◆ Exercise data
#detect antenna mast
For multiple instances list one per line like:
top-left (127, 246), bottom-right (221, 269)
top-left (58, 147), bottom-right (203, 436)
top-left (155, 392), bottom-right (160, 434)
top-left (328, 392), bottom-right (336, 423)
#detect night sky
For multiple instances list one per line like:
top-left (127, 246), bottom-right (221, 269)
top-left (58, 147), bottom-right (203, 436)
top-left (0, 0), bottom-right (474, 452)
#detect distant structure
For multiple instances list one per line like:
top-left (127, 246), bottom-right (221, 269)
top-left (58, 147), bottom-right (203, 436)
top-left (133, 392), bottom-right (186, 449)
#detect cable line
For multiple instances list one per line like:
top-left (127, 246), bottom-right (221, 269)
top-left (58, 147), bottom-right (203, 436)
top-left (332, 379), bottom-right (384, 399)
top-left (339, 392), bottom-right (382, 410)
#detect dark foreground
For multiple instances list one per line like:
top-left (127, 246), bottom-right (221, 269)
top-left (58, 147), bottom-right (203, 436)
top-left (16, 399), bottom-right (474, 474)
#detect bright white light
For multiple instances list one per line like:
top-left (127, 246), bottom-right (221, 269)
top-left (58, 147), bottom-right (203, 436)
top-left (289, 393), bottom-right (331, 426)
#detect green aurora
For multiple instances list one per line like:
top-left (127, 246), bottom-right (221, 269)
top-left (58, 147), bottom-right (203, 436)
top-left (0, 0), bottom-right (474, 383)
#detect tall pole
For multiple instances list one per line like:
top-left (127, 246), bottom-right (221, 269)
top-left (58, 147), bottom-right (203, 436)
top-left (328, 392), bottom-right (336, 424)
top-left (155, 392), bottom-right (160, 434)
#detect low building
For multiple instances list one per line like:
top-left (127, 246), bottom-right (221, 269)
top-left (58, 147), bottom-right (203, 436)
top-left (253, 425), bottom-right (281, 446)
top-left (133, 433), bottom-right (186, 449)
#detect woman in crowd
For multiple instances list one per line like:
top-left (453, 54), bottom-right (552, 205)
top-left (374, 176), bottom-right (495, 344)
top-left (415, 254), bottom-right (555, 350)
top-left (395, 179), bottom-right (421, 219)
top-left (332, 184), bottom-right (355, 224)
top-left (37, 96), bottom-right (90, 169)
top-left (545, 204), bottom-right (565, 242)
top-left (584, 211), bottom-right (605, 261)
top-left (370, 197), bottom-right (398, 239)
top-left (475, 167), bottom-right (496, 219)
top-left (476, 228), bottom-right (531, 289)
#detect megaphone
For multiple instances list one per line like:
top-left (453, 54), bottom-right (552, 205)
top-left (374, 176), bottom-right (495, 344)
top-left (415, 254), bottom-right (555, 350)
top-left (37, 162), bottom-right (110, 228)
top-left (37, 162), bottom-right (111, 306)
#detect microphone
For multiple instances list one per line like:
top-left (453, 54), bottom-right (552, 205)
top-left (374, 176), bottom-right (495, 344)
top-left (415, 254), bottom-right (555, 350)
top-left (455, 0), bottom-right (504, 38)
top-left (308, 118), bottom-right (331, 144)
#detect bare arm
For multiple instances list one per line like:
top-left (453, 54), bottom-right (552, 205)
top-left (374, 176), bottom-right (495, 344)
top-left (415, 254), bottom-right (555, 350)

◆ Required work
Increase each coordinate in the answers by 43 and copy out the lines in the records above, from the line containing "#detect green aurora" down to the line containing "top-left (133, 433), bottom-right (186, 449)". Include every line in that range, and keep the requests and their format samples unchanged.

◆ Answer in full
#detect green aurora
For multiple instances list one per line like:
top-left (127, 246), bottom-right (221, 269)
top-left (58, 147), bottom-right (203, 436)
top-left (43, 43), bottom-right (517, 426)
#detect tall pole
For multiple instances list one per line like:
top-left (127, 246), bottom-right (221, 269)
top-left (58, 147), bottom-right (203, 436)
top-left (371, 435), bottom-right (379, 467)
top-left (198, 435), bottom-right (203, 477)
#detect low building
For multiple instances list one per line like:
top-left (127, 246), bottom-right (221, 269)
top-left (58, 147), bottom-right (203, 436)
top-left (296, 468), bottom-right (324, 489)
top-left (176, 476), bottom-right (229, 492)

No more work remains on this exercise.